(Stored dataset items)
· · · ·

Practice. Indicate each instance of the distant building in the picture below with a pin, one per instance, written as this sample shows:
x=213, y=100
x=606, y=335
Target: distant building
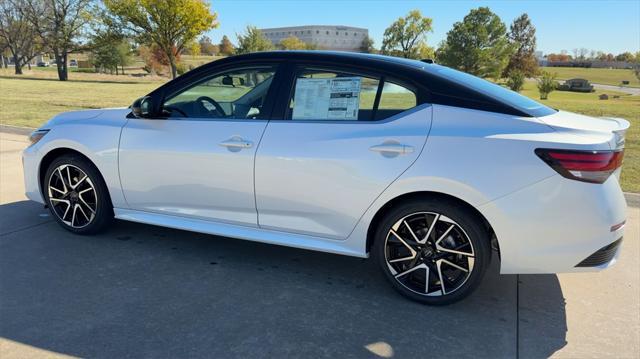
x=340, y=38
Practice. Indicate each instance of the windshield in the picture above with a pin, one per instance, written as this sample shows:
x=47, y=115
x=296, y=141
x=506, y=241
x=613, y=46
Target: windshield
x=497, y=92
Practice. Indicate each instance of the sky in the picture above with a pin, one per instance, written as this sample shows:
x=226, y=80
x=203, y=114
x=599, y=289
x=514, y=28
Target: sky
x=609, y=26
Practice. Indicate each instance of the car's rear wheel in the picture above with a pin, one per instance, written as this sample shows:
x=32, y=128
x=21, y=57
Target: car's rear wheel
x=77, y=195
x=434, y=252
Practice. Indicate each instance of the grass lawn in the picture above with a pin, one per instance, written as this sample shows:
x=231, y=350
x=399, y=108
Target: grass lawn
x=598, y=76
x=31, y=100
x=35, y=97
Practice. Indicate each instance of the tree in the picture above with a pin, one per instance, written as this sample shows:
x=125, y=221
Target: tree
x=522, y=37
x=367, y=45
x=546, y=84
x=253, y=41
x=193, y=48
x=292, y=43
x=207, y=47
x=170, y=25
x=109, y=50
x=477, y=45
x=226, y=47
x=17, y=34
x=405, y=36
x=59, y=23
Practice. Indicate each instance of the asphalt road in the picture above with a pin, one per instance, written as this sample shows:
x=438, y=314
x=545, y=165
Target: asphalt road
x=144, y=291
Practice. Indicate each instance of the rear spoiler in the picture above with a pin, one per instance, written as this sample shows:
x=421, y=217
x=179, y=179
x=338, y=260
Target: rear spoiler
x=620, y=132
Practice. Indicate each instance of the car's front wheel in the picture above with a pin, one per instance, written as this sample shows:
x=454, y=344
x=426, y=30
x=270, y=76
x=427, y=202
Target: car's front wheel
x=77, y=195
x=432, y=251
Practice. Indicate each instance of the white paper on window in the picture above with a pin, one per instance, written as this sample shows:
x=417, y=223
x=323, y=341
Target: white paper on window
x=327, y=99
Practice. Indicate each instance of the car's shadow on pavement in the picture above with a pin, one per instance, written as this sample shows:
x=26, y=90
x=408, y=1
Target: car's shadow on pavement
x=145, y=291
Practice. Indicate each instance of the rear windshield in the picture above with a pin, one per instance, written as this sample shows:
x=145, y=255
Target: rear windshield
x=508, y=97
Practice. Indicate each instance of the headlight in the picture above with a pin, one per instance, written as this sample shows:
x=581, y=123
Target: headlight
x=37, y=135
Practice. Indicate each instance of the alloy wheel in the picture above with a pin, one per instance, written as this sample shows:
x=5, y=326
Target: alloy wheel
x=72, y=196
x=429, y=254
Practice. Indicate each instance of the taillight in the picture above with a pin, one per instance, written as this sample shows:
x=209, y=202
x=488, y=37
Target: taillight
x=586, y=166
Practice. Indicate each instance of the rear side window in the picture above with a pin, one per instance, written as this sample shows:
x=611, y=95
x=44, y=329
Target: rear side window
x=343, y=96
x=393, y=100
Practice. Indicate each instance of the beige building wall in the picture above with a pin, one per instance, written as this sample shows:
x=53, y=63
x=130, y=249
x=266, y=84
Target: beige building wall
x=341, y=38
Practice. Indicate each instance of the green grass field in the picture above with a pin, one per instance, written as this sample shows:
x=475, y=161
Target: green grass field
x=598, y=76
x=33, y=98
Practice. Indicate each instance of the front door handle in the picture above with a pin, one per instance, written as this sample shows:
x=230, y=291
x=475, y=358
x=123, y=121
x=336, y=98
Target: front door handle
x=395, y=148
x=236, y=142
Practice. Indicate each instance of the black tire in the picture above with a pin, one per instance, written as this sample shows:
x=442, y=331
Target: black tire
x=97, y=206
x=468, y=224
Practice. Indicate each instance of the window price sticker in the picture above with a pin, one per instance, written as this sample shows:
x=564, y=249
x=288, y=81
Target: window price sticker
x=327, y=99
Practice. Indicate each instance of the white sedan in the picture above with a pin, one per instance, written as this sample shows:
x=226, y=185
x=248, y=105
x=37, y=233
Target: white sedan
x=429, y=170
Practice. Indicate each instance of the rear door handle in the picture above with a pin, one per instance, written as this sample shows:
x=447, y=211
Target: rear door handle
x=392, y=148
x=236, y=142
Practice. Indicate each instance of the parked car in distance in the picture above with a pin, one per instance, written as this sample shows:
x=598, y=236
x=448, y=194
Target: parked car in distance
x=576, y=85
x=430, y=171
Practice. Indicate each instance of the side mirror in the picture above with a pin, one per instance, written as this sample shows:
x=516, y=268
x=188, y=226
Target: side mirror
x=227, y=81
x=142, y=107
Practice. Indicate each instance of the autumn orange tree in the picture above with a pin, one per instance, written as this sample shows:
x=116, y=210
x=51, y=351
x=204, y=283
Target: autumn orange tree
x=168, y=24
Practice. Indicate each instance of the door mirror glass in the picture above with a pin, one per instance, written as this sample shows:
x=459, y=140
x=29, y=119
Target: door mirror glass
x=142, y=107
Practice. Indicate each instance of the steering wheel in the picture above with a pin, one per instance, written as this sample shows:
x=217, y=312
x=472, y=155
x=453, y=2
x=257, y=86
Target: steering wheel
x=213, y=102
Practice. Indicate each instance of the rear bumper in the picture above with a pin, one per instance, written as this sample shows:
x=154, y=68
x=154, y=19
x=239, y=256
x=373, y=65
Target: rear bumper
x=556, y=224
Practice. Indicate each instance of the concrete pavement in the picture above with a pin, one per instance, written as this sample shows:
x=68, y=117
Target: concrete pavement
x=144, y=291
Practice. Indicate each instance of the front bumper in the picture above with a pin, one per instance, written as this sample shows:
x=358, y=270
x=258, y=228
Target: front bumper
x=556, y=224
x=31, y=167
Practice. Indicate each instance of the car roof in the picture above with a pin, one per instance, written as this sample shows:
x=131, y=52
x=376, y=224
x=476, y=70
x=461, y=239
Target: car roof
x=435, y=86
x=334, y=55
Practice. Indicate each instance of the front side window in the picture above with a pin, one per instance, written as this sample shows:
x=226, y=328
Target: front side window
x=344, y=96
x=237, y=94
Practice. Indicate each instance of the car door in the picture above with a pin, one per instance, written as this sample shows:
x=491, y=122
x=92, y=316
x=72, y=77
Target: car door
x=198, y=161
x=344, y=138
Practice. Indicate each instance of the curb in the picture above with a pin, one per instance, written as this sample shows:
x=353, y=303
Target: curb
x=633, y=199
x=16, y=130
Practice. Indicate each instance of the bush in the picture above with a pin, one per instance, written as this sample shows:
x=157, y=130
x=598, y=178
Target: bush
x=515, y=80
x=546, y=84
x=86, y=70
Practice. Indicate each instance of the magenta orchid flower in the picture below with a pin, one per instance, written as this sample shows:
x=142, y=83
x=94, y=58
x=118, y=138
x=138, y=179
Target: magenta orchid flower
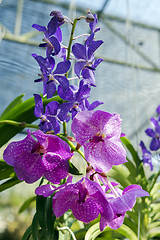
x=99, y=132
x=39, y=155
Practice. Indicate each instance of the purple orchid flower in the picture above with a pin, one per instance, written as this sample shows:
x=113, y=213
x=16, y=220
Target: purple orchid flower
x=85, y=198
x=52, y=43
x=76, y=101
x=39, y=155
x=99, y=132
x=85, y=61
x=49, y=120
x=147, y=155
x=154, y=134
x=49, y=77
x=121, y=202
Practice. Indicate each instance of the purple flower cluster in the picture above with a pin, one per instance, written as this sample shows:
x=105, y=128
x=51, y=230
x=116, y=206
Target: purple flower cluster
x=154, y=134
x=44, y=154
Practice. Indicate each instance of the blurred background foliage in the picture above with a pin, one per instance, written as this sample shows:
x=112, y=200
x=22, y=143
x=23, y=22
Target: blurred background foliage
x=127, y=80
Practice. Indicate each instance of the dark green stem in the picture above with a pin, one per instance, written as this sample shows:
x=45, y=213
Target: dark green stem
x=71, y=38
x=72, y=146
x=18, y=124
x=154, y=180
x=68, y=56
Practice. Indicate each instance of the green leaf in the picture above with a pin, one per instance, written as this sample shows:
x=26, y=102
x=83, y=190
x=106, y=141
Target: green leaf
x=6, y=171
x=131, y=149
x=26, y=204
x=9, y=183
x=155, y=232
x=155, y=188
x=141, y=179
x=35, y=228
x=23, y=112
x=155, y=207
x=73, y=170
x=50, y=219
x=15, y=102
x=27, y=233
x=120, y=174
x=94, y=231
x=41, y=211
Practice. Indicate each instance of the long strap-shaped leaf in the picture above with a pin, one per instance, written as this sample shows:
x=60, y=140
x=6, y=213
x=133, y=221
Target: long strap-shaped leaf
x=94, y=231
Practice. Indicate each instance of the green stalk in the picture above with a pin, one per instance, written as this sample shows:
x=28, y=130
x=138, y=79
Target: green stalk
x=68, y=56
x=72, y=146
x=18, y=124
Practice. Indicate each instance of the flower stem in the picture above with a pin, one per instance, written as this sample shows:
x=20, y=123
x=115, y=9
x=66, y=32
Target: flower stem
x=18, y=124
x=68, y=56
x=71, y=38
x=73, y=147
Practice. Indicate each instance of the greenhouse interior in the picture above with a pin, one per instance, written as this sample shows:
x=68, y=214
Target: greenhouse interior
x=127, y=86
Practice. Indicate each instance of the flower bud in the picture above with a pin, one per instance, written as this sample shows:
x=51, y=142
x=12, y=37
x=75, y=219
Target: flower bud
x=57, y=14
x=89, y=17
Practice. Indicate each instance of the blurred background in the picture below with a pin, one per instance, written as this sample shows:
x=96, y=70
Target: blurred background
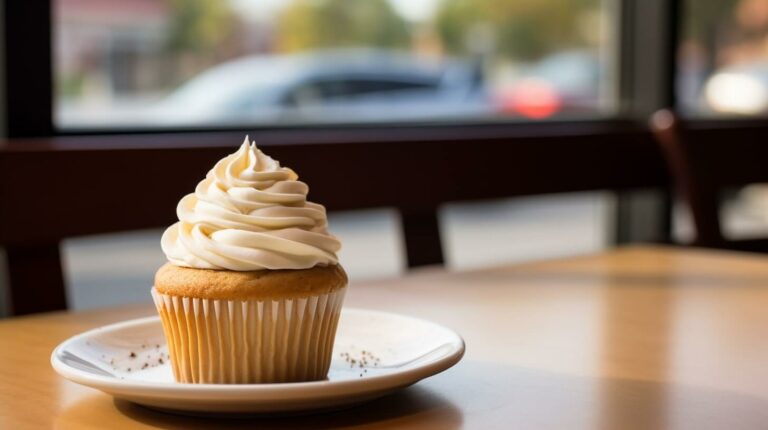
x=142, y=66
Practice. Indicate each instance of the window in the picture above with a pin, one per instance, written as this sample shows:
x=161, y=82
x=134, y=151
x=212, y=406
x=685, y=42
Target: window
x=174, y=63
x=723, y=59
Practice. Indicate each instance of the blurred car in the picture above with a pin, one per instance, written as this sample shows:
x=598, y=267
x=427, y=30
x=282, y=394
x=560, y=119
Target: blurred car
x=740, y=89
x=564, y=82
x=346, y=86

· · · ·

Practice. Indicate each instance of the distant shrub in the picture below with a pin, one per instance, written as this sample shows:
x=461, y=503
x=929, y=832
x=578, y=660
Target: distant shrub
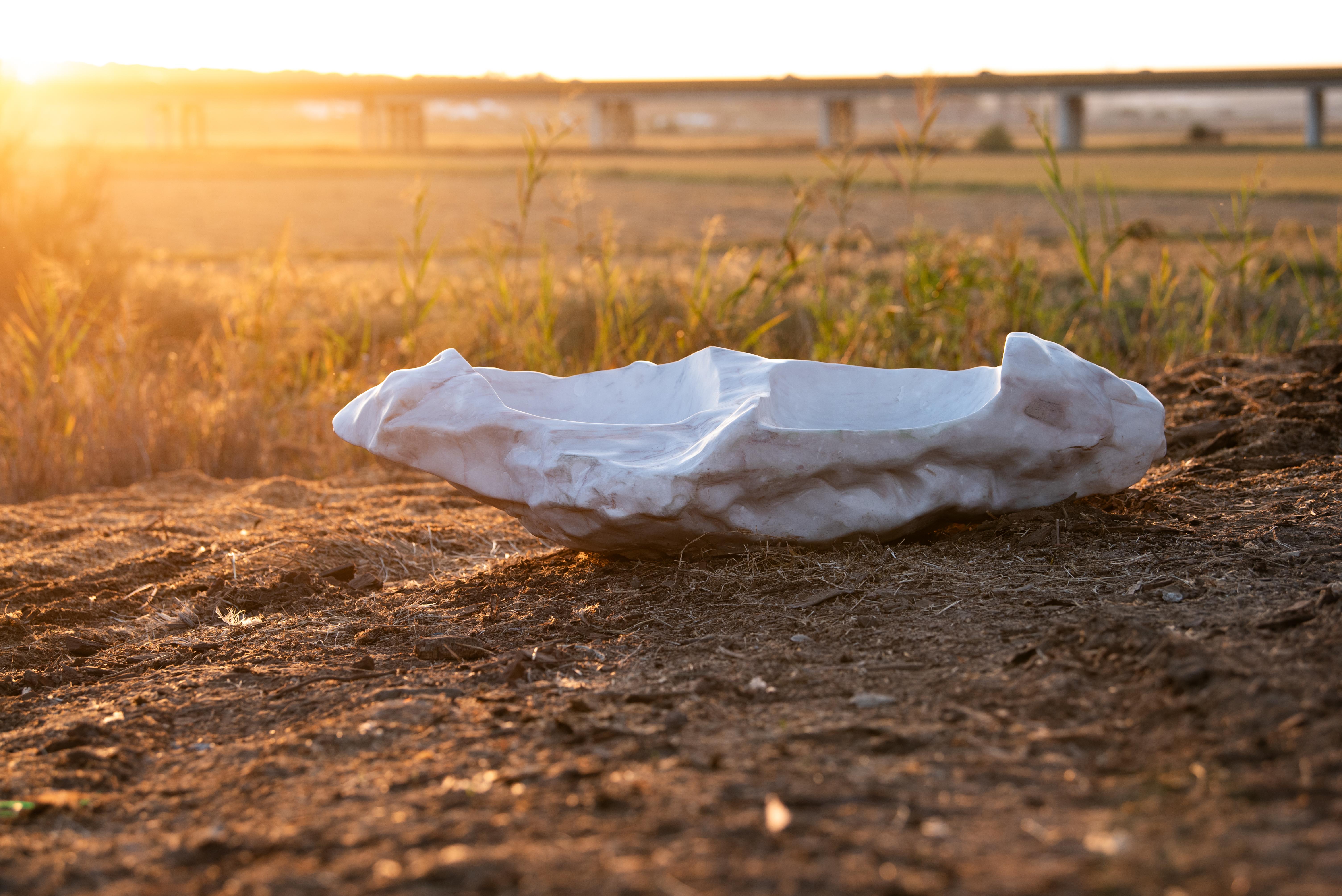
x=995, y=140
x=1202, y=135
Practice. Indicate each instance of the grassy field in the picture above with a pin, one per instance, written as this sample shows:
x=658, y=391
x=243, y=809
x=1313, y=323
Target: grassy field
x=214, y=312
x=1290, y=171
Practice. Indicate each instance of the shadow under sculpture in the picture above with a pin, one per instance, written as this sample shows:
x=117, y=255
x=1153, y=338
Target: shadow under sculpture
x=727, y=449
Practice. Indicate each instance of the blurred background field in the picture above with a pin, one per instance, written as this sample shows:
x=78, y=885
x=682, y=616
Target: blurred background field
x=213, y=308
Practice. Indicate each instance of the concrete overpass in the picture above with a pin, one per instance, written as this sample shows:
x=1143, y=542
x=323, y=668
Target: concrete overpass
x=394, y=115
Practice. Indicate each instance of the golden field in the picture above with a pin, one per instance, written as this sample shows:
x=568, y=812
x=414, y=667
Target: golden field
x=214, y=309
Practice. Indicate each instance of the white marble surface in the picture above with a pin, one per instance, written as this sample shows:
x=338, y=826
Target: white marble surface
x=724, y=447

· · · ·

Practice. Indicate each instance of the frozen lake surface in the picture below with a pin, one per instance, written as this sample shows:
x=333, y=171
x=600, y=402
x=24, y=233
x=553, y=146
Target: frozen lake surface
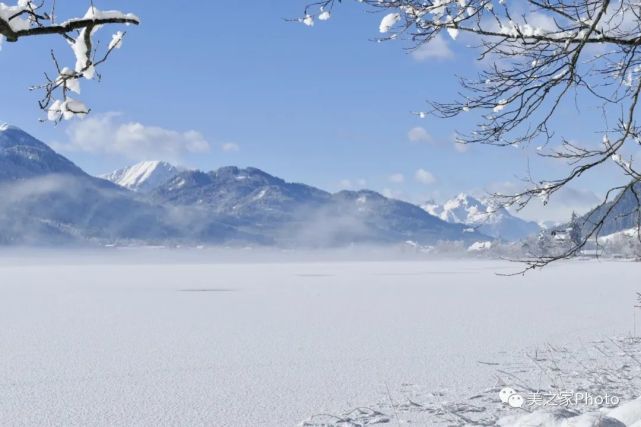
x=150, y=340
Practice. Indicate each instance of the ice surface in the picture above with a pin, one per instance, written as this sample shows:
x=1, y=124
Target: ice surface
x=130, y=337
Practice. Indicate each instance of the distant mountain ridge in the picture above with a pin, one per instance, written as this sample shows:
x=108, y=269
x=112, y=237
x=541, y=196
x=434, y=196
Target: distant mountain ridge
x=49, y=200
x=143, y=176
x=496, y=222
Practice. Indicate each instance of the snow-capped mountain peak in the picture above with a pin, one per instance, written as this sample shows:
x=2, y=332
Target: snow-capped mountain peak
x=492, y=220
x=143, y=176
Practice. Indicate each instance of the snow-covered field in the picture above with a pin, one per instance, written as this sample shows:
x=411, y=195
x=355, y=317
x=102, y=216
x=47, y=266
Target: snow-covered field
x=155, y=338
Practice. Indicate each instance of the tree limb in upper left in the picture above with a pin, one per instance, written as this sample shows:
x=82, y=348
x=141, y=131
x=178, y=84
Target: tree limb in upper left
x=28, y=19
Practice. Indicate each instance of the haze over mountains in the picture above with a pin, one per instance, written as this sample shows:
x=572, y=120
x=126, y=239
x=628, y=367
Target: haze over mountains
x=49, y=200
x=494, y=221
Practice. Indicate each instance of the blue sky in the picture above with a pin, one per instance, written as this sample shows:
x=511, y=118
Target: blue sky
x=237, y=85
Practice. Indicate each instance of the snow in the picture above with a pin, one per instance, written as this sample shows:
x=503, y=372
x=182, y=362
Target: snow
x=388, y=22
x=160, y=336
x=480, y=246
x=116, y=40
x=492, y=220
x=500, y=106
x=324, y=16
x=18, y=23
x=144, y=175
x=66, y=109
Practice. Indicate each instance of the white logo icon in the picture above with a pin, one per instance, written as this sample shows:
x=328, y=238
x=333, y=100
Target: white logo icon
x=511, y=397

· · · ·

§ TASK OBJECTIVE
Print exactly, with no pictures, the lines above from the one that holds "Practice. Indicate each instance of the distant building" through the one that holds "x=506, y=241", both of them included.

§ ANSWER
Practice. Indicate each instance of the distant building in the picture below with a pin, one per instance, written as this sample shows:
x=213, y=100
x=606, y=335
Target: distant building
x=340, y=38
Practice. Indicate each instance of the windshield in the picture above with a pin, one per instance, written as this sample shows:
x=47, y=115
x=296, y=141
x=506, y=241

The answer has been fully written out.